> _What is asked_: Gather every line in the material below that contains the string "overhead" and copy each such line in full. Letter case counts when matching.

Labeled point records:

----

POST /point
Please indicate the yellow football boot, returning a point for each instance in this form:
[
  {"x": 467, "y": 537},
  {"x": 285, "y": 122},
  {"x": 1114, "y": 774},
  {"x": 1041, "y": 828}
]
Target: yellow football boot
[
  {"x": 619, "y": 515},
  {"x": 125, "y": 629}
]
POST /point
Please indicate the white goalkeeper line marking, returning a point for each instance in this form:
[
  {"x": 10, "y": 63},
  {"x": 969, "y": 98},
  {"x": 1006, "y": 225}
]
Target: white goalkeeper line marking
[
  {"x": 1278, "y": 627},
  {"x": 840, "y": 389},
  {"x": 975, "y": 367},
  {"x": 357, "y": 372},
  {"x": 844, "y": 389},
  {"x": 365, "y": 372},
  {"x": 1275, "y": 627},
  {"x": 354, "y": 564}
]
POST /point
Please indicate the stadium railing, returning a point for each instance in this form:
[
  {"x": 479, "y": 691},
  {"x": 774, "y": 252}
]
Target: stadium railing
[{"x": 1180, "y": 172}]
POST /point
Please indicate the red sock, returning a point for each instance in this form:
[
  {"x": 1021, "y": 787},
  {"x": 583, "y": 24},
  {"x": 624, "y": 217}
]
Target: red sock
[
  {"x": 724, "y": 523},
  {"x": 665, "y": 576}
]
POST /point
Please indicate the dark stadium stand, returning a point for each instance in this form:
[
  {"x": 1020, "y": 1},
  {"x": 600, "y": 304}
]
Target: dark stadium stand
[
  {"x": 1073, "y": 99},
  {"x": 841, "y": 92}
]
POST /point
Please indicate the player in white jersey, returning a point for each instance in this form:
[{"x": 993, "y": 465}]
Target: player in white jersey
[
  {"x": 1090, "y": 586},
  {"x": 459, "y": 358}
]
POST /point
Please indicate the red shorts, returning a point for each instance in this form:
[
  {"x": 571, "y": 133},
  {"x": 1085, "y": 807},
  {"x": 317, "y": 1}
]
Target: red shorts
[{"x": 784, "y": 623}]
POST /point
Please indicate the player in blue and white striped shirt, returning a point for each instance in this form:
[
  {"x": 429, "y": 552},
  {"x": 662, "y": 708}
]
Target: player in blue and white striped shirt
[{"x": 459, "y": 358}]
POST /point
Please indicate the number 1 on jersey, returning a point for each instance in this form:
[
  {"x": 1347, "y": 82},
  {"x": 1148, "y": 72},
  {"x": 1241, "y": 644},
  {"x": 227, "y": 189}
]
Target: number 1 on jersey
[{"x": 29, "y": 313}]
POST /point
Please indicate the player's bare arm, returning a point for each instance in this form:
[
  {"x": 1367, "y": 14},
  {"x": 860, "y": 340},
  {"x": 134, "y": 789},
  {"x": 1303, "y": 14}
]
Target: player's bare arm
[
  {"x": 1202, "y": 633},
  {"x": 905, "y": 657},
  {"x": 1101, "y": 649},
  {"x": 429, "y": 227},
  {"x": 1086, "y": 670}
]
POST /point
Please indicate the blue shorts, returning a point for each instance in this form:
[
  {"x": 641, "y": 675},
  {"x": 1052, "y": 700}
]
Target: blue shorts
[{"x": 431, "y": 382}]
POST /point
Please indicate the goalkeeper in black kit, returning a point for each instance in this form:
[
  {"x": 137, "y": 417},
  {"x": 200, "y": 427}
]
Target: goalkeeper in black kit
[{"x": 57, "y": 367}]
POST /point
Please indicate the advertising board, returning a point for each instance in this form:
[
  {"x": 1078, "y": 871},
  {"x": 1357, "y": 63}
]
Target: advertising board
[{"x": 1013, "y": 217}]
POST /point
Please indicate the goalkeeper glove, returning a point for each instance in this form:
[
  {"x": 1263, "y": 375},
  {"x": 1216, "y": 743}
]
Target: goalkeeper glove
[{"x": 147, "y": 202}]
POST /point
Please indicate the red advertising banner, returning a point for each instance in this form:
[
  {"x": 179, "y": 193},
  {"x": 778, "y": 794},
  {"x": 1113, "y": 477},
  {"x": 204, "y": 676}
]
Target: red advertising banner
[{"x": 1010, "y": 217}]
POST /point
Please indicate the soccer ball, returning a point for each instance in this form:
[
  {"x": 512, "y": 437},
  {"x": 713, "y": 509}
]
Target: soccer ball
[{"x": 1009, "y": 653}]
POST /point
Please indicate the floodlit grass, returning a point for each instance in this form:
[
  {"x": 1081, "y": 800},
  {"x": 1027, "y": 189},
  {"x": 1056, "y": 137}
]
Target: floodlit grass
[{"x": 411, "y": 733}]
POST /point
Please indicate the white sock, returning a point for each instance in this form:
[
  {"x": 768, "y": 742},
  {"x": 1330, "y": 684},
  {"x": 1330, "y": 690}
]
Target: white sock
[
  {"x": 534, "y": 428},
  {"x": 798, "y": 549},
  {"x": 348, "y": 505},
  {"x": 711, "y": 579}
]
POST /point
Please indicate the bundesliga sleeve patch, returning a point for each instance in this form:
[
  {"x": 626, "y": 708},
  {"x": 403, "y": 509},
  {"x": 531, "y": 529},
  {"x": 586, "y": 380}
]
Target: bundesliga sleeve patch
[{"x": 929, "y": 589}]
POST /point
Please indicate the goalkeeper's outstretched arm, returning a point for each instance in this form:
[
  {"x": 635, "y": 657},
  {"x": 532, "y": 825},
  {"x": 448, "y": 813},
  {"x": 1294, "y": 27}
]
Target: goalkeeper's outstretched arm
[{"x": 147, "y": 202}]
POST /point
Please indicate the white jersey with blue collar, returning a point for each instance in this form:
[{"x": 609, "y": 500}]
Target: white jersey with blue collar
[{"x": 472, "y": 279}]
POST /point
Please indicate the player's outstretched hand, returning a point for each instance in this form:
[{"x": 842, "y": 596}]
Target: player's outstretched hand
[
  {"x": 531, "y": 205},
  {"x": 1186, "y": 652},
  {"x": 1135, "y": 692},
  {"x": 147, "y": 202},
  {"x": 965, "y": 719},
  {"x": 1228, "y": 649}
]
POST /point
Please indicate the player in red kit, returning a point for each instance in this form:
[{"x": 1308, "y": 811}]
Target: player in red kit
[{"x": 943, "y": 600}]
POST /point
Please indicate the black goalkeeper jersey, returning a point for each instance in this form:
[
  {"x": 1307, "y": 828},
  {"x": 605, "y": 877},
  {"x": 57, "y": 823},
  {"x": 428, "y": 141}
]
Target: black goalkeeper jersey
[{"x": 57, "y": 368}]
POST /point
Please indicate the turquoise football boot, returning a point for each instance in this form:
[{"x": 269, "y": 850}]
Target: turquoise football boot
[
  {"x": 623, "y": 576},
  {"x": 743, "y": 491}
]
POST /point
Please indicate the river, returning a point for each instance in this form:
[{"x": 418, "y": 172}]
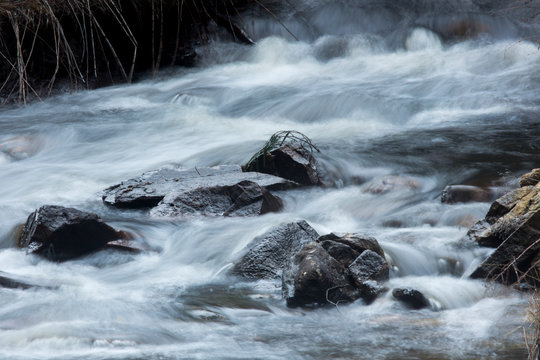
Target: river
[{"x": 379, "y": 93}]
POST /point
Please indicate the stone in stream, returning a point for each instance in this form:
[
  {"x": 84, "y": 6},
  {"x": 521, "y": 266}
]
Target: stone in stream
[
  {"x": 453, "y": 194},
  {"x": 220, "y": 190},
  {"x": 10, "y": 281},
  {"x": 245, "y": 198},
  {"x": 512, "y": 225},
  {"x": 290, "y": 161},
  {"x": 59, "y": 233},
  {"x": 314, "y": 278},
  {"x": 389, "y": 183},
  {"x": 335, "y": 269},
  {"x": 268, "y": 254},
  {"x": 412, "y": 298},
  {"x": 531, "y": 178}
]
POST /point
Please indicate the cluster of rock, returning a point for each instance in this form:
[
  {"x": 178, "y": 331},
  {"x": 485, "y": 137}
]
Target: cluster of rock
[
  {"x": 512, "y": 227},
  {"x": 316, "y": 270},
  {"x": 58, "y": 233}
]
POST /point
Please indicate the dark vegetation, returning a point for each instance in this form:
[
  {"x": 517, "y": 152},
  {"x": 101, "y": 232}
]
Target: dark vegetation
[{"x": 74, "y": 44}]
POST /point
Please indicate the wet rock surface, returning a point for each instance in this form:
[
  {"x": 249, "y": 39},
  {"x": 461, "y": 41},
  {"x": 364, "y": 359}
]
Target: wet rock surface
[
  {"x": 268, "y": 254},
  {"x": 335, "y": 269},
  {"x": 412, "y": 298},
  {"x": 314, "y": 278},
  {"x": 290, "y": 161},
  {"x": 454, "y": 194},
  {"x": 512, "y": 226},
  {"x": 220, "y": 190},
  {"x": 59, "y": 233},
  {"x": 245, "y": 198}
]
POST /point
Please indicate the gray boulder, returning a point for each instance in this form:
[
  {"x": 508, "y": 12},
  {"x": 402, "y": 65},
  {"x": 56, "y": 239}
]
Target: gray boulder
[
  {"x": 314, "y": 278},
  {"x": 412, "y": 298},
  {"x": 59, "y": 233},
  {"x": 268, "y": 254}
]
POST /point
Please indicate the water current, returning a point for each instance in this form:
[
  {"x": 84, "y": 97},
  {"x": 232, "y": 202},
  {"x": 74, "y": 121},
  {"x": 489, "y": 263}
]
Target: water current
[{"x": 382, "y": 89}]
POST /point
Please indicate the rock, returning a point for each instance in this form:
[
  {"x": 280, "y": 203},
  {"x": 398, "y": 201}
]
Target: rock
[
  {"x": 369, "y": 266},
  {"x": 150, "y": 188},
  {"x": 290, "y": 161},
  {"x": 314, "y": 278},
  {"x": 453, "y": 194},
  {"x": 389, "y": 183},
  {"x": 11, "y": 281},
  {"x": 357, "y": 242},
  {"x": 245, "y": 198},
  {"x": 516, "y": 234},
  {"x": 19, "y": 148},
  {"x": 268, "y": 254},
  {"x": 530, "y": 179},
  {"x": 58, "y": 233},
  {"x": 505, "y": 215},
  {"x": 412, "y": 298}
]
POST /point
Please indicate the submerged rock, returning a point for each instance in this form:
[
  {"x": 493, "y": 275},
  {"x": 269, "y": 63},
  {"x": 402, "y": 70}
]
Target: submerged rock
[
  {"x": 412, "y": 298},
  {"x": 290, "y": 161},
  {"x": 453, "y": 194},
  {"x": 268, "y": 254},
  {"x": 389, "y": 183},
  {"x": 335, "y": 269},
  {"x": 245, "y": 198},
  {"x": 512, "y": 225},
  {"x": 220, "y": 190},
  {"x": 314, "y": 278},
  {"x": 531, "y": 178},
  {"x": 59, "y": 233},
  {"x": 11, "y": 281}
]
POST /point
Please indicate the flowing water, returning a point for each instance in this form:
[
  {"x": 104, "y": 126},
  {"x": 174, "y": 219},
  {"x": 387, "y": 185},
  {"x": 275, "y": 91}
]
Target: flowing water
[{"x": 382, "y": 90}]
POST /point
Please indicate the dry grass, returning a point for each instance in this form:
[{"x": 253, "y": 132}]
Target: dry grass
[{"x": 96, "y": 42}]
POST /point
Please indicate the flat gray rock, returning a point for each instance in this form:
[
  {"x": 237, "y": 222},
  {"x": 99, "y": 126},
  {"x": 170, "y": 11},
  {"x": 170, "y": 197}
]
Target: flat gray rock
[{"x": 149, "y": 189}]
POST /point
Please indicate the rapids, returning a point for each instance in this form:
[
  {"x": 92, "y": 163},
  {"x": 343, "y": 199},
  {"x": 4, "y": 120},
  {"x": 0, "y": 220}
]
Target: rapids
[{"x": 381, "y": 91}]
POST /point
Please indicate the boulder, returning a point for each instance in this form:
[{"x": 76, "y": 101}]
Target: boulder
[
  {"x": 290, "y": 161},
  {"x": 530, "y": 179},
  {"x": 245, "y": 198},
  {"x": 58, "y": 233},
  {"x": 453, "y": 194},
  {"x": 220, "y": 190},
  {"x": 369, "y": 266},
  {"x": 515, "y": 234},
  {"x": 389, "y": 183},
  {"x": 331, "y": 271},
  {"x": 268, "y": 254},
  {"x": 314, "y": 278},
  {"x": 357, "y": 242},
  {"x": 412, "y": 298},
  {"x": 11, "y": 281}
]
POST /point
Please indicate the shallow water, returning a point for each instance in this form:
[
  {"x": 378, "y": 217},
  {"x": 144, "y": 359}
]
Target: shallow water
[{"x": 382, "y": 96}]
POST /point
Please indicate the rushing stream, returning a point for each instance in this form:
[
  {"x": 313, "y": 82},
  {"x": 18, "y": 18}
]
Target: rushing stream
[{"x": 379, "y": 93}]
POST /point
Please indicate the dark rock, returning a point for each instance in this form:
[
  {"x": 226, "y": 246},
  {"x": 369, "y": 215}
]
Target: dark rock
[
  {"x": 314, "y": 278},
  {"x": 245, "y": 198},
  {"x": 11, "y": 281},
  {"x": 290, "y": 161},
  {"x": 530, "y": 179},
  {"x": 389, "y": 183},
  {"x": 412, "y": 298},
  {"x": 268, "y": 254},
  {"x": 516, "y": 235},
  {"x": 453, "y": 194},
  {"x": 150, "y": 188},
  {"x": 341, "y": 252},
  {"x": 19, "y": 148},
  {"x": 58, "y": 233},
  {"x": 369, "y": 266},
  {"x": 357, "y": 242}
]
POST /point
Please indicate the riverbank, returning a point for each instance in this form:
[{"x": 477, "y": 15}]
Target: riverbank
[{"x": 48, "y": 45}]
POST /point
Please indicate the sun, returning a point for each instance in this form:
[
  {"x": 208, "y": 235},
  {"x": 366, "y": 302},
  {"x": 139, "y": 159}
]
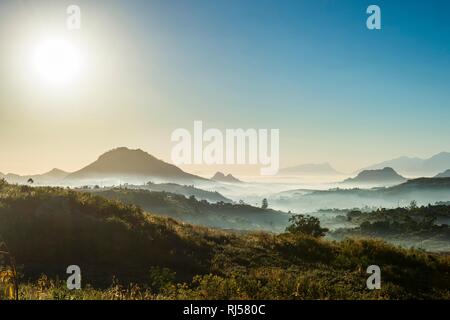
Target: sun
[{"x": 57, "y": 62}]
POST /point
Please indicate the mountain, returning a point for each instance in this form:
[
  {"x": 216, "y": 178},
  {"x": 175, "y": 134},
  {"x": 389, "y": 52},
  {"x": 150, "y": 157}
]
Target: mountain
[
  {"x": 416, "y": 166},
  {"x": 382, "y": 177},
  {"x": 310, "y": 169},
  {"x": 219, "y": 176},
  {"x": 52, "y": 177},
  {"x": 129, "y": 165},
  {"x": 445, "y": 174},
  {"x": 422, "y": 190}
]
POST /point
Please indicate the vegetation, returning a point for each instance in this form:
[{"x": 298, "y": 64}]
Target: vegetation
[
  {"x": 222, "y": 215},
  {"x": 425, "y": 227},
  {"x": 125, "y": 253},
  {"x": 301, "y": 224}
]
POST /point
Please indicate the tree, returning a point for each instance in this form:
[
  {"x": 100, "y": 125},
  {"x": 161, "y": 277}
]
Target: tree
[
  {"x": 304, "y": 224},
  {"x": 413, "y": 205},
  {"x": 265, "y": 204}
]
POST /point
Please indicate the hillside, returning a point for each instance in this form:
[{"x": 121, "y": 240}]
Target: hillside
[
  {"x": 169, "y": 260},
  {"x": 219, "y": 176},
  {"x": 445, "y": 174},
  {"x": 187, "y": 191},
  {"x": 219, "y": 215},
  {"x": 310, "y": 169},
  {"x": 380, "y": 177},
  {"x": 126, "y": 165}
]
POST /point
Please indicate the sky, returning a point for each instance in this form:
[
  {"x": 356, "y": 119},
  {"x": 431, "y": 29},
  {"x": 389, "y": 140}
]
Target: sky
[{"x": 338, "y": 92}]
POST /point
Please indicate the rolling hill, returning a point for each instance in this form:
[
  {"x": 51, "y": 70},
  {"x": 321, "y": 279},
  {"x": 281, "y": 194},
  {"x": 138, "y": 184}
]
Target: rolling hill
[
  {"x": 219, "y": 176},
  {"x": 377, "y": 177},
  {"x": 416, "y": 166},
  {"x": 445, "y": 174},
  {"x": 126, "y": 165},
  {"x": 48, "y": 229}
]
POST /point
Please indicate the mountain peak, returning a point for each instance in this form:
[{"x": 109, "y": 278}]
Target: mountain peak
[
  {"x": 124, "y": 163},
  {"x": 384, "y": 176},
  {"x": 324, "y": 168}
]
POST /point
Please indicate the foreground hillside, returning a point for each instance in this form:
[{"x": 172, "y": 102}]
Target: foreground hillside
[
  {"x": 423, "y": 190},
  {"x": 47, "y": 229},
  {"x": 218, "y": 215}
]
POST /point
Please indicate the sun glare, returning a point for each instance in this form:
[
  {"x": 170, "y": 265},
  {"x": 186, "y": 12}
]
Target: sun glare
[{"x": 56, "y": 61}]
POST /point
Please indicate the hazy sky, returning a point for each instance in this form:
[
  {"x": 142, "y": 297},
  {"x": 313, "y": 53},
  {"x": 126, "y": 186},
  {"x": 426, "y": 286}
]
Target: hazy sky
[{"x": 337, "y": 91}]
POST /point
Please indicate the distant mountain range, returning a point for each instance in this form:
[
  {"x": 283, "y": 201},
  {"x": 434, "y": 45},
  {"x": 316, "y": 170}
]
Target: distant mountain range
[
  {"x": 310, "y": 169},
  {"x": 381, "y": 177},
  {"x": 445, "y": 174},
  {"x": 45, "y": 178},
  {"x": 126, "y": 164},
  {"x": 219, "y": 176},
  {"x": 121, "y": 164},
  {"x": 416, "y": 166}
]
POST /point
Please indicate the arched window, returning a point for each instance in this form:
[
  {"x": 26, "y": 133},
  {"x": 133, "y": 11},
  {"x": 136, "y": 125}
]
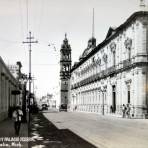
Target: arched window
[{"x": 128, "y": 45}]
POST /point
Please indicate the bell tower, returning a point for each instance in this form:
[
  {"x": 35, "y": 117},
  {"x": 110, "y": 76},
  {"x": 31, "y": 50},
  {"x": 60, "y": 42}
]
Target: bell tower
[{"x": 65, "y": 67}]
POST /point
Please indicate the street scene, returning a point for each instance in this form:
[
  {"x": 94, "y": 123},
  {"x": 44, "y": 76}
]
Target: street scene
[{"x": 74, "y": 74}]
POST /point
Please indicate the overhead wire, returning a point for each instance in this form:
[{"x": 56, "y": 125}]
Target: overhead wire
[
  {"x": 21, "y": 18},
  {"x": 27, "y": 15}
]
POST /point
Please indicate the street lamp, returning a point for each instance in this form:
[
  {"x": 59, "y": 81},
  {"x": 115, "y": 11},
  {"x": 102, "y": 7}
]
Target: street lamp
[
  {"x": 25, "y": 79},
  {"x": 102, "y": 90}
]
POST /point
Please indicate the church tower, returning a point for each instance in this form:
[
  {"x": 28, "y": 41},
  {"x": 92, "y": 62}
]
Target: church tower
[{"x": 65, "y": 67}]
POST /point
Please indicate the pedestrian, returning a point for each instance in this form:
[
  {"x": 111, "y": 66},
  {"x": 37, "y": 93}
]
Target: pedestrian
[
  {"x": 111, "y": 109},
  {"x": 123, "y": 110},
  {"x": 17, "y": 116}
]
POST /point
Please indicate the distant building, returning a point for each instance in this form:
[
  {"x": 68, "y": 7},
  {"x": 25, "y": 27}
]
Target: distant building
[
  {"x": 65, "y": 67},
  {"x": 9, "y": 90},
  {"x": 115, "y": 72}
]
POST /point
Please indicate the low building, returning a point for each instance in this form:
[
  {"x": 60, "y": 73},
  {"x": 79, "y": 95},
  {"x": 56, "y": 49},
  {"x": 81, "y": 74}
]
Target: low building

----

> _Written response_:
Please indicate the overhead wire, returning a point for each instance in this form:
Target: overhead wire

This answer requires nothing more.